Objectives -
1. Using the post on learning management systems, answer each question briefly:
(a) What date does the post carry?
(b) Whose chart is the first chart adapted from?
(c) What does the second chart illustrate?
2. Duplicate the stretch of the post on learning management systems from "Take a look" through "Is this familiar?".

Supplied passage -
═══

Making a Space for Disruption

December 28, 2007

Did you notice that no one’s really calling themselves an LMS company anymore? If you use the Wayback Machine to analyze familiar LMS systems, you’d see a transition from standalone e-learning courses to learning management systems to added LMS functionality like authoring tools, learning content management systems, synchronous training platforms, and then to the convergence of learning management with talent and performance management. Most companies are now calling themselves something more than just an LMS company- the LMS is just part of a suite. The first chart below is adapted from one by Bryan Chapman and illustrates the learning & talent management convergence.
lms_tm.jpg

In addition to the convergence of learning management and talent management systems, we’ve got this disruptive technology thing going on. (and I do realize that e-learning was very disruptive…)

However, I find myself having two entirely different conversations with people…

One conversation will be about creating tracking workers’ competencies, addressing skills gaps, managing the pre-hire to retire cycle, developing learning plans, and matching gaps to learning interventions. And it will likely flow into discussion around labor shortages, boomer retirements, skills of new workers, etc.

The other conversation will be about collaboration and connections – how to use wikis, blogs, social networks, virtual worlds, etc. and it will likely flow into discussions around control and culture. We’ll talk about open vs. closed, pull vs. push, hosted vs. installed, generational issues in learning, and how to manage change.

Take a look at this second chart, below, which illustrates e-learning 1.0 and e-learning 2.0. If you combined the two charts you’d have 3 little galaxies…LMS converging with talent management and LMS (e-learning 1.0) converging with disruptive technologies. What’s a learning professional to do?

disruptive.jpg

Is this familiar?

═══

Given information -

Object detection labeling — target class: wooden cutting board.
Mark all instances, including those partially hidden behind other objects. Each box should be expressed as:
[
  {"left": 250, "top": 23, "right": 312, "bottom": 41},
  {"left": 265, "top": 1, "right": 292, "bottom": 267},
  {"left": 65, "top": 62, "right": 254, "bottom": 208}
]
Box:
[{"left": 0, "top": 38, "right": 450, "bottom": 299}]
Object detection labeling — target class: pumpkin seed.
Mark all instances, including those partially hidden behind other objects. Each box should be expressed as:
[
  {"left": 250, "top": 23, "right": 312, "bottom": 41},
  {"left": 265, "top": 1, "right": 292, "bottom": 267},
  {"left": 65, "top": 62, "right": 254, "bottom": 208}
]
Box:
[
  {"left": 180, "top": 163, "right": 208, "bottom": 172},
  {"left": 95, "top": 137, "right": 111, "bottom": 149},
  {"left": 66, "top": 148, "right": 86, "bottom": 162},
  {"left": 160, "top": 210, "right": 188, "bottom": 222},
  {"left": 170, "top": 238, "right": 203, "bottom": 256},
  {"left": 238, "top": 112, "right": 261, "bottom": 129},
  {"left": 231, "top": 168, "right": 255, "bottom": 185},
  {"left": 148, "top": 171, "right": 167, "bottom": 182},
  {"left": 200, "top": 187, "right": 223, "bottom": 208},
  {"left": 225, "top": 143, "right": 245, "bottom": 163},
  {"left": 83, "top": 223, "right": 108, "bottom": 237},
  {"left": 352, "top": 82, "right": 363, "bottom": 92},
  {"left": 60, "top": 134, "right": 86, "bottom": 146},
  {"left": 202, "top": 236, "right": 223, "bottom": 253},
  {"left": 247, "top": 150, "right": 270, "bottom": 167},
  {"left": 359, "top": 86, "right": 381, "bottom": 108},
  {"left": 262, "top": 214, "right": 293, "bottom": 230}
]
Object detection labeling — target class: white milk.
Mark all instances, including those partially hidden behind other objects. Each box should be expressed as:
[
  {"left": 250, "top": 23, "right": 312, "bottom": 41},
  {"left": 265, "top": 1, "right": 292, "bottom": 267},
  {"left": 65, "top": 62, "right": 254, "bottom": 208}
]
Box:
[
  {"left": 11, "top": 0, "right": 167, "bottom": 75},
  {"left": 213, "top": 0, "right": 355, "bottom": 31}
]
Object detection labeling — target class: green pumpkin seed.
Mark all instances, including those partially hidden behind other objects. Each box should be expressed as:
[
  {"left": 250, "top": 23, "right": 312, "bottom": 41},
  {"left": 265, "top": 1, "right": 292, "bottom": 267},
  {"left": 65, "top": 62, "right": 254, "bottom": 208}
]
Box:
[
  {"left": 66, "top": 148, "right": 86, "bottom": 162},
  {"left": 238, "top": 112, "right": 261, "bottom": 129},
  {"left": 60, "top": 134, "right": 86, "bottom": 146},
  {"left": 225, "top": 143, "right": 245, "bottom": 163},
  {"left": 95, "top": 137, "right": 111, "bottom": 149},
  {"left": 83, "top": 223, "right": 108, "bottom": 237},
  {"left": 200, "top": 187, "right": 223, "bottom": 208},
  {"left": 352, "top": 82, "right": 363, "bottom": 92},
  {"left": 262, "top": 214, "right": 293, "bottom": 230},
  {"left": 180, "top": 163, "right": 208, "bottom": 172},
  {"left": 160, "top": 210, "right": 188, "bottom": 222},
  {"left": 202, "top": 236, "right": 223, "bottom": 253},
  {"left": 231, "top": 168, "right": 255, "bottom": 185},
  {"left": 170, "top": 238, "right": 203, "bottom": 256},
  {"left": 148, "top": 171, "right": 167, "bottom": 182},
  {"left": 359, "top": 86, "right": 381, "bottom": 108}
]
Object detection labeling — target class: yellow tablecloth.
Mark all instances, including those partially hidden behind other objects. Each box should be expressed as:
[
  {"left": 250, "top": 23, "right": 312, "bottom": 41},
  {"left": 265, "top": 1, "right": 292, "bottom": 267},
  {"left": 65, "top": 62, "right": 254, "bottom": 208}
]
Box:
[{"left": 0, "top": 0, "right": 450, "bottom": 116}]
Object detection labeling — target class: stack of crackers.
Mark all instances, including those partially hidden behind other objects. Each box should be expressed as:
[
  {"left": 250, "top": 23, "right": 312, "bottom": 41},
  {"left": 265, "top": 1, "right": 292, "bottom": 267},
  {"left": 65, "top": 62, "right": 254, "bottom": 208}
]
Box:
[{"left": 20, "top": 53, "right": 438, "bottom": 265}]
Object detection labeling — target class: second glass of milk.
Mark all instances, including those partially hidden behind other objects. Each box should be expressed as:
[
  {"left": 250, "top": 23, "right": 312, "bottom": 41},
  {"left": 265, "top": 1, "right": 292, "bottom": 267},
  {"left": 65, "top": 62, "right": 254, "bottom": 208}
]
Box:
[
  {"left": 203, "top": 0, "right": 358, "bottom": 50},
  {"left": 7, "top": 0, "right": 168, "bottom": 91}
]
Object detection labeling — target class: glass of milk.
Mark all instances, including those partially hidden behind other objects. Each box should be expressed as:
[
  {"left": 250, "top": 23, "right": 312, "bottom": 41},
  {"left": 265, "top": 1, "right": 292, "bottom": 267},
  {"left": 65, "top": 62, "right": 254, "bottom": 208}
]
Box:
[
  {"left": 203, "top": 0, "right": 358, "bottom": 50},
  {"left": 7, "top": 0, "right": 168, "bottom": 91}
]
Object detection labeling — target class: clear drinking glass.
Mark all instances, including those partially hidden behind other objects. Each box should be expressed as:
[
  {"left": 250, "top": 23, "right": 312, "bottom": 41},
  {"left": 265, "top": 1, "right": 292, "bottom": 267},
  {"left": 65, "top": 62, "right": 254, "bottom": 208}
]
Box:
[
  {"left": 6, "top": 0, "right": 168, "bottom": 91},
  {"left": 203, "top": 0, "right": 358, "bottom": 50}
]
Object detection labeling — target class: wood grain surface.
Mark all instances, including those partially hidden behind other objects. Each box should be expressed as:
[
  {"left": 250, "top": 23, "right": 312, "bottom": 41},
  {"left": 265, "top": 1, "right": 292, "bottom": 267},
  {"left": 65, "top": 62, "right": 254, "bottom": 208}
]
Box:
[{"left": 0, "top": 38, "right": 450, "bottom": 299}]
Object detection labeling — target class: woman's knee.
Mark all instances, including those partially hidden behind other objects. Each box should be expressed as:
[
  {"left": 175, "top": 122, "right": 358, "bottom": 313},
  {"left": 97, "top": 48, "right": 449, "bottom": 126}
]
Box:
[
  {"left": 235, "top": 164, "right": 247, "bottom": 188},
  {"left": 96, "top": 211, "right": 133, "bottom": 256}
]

═══

Answers for the tasks -
1.
(a) December 28, 2007
(b) Bryan Chapman
(c) E-learning 1.0 and e-learning 2.0

2.
Take a look at this second chart, below, which illustrates e-learning 1.0 and e-learning 2.0. If you combined the two charts you’d have 3 little galaxies…LMS converging with talent management and LMS (e-learning 1.0) converging with disruptive technologies. What’s a learning professional to do?

disruptive.jpg

Is this familiar?